SOURCE PASSAGE:
One in five children will be urged to go back to the classroom
One in five children will be urged to go back to the classroom from next week as 1.7million pupils who are vulnerable or have key worker parents start phased return to school
- Key workers have been entitled to keep sending their children to class throughout the lockdown, but they were urged to look after them at home.
- The Government is now preparing to issue guidance that will instead encourage these parents to send their children to school.
One in five children will be urged to return to the classroom from next week as part of a gradual reopening of schools.
More than 1.7million pupils who are vulnerable or whose parents are key workers will be asked to go back.
Ministers will then target the first week of June for a wider reopening of primary schools, before secondary schools allow pupils in years ten and 12 to return.
Key workers have been entitled to keep sending their children to class throughout the lockdown, but when schools shut six weeks ago they were urged to look after them at home where possible.

DATA:
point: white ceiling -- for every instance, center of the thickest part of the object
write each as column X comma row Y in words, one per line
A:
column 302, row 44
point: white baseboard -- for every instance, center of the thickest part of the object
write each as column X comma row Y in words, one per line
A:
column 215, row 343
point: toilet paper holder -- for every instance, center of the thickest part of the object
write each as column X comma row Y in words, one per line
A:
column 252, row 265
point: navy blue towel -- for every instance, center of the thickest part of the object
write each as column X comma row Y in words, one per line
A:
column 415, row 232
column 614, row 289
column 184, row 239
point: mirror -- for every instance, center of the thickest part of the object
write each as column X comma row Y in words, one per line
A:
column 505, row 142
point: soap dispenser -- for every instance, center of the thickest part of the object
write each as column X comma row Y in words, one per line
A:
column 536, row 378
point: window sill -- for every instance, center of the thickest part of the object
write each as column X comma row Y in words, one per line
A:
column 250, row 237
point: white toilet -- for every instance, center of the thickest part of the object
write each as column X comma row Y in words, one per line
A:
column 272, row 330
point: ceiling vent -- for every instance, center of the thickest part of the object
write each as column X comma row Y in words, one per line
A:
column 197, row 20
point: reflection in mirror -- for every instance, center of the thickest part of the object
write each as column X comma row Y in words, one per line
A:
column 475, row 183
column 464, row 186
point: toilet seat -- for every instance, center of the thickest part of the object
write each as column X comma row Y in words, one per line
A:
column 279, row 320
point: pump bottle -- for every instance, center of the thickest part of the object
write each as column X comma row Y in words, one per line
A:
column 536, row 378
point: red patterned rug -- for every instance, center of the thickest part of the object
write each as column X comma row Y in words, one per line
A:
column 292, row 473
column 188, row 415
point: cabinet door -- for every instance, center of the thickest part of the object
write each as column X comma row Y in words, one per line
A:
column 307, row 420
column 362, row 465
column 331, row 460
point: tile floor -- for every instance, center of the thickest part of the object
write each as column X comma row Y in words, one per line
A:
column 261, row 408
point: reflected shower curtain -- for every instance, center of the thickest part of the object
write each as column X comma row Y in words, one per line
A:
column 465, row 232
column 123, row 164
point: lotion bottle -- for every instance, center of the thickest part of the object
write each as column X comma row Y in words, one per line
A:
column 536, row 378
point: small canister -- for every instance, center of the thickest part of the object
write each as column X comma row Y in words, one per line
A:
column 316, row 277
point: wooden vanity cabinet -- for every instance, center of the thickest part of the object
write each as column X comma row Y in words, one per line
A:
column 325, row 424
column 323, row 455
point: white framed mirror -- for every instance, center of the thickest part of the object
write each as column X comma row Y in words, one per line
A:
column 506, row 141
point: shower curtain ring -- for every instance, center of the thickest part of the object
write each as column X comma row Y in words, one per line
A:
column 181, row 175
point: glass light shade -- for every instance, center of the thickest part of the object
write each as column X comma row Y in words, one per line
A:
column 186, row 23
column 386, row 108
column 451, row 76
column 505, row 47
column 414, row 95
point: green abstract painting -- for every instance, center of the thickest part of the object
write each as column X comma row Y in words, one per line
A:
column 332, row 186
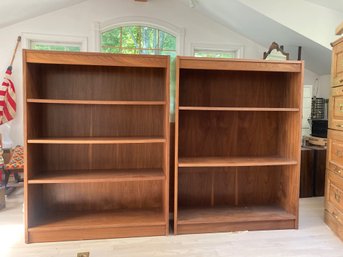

REQUIRED TASKS:
[1] In the school reopening article, when will ministers aim for a wider reopening of primary schools?
[2] Summarize the school reopening article in two sentences.
[3] Proceed with the school reopening article from the point at which it stops.
The items are not used in any of the work here.

YOUR WRITTEN ANSWERS:
[1] The first week of June.

[2] More than 1.7million pupils who are vulnerable or whose parents are key workers, about one in five children, will be urged to return to school from next week, even though key workers were earlier asked to keep their children at home where possible. Ministers will then aim for a wider reopening of primary schools in the first week of June, after which secondary schools will let pupils in years ten and 12 return.

[3]
The Government is now preparing to issue guidance that will instead encourage key workers to send their children to school
The Government is now preparing to issue guidance that will instead encourage these parents to send their children to school.
Just one parent needs to be a key worker for their child to be eligible but parents will not be fined for not sending them in.
Figures from the Department for Education show that 3.7 per cent of pupils in England attended school on the first day that schools were closed, falling to 1.3 per cent by the beginning of the second week.
Attendance dropped to 0.4 per cent during the week that would have been the Easter holidays.
But the figures have started to rise with an average of 165,000 children – 1.7 per cent of pupils – turning up each day in the week before last.
At the Downing Street press conference last night, Michael Gove said the Government was ‘particularly keen to help vulnerable and disadvantaged children to carry on with their education during the pandemic’.
This category includes those at risk of abuse or neglect or with particular special needs.
Officials are looking at options including having classes in on alternate days or weeks to allow them to spread out
Schools are expected to start allowing pupils back who are not vulnerable or the children of key workers from the start of June, starting with primary schools.
Officials are looking at options including having classes in on alternate days or weeks to allow them to spread out.
Ofsted chief inspector Amanda Spielman yesterday said there is a ‘great deal of logic’ in targeting younger children to return to the classroom.
She told Sophy Ridge On Sunday that the younger they are ‘the more they need routine’.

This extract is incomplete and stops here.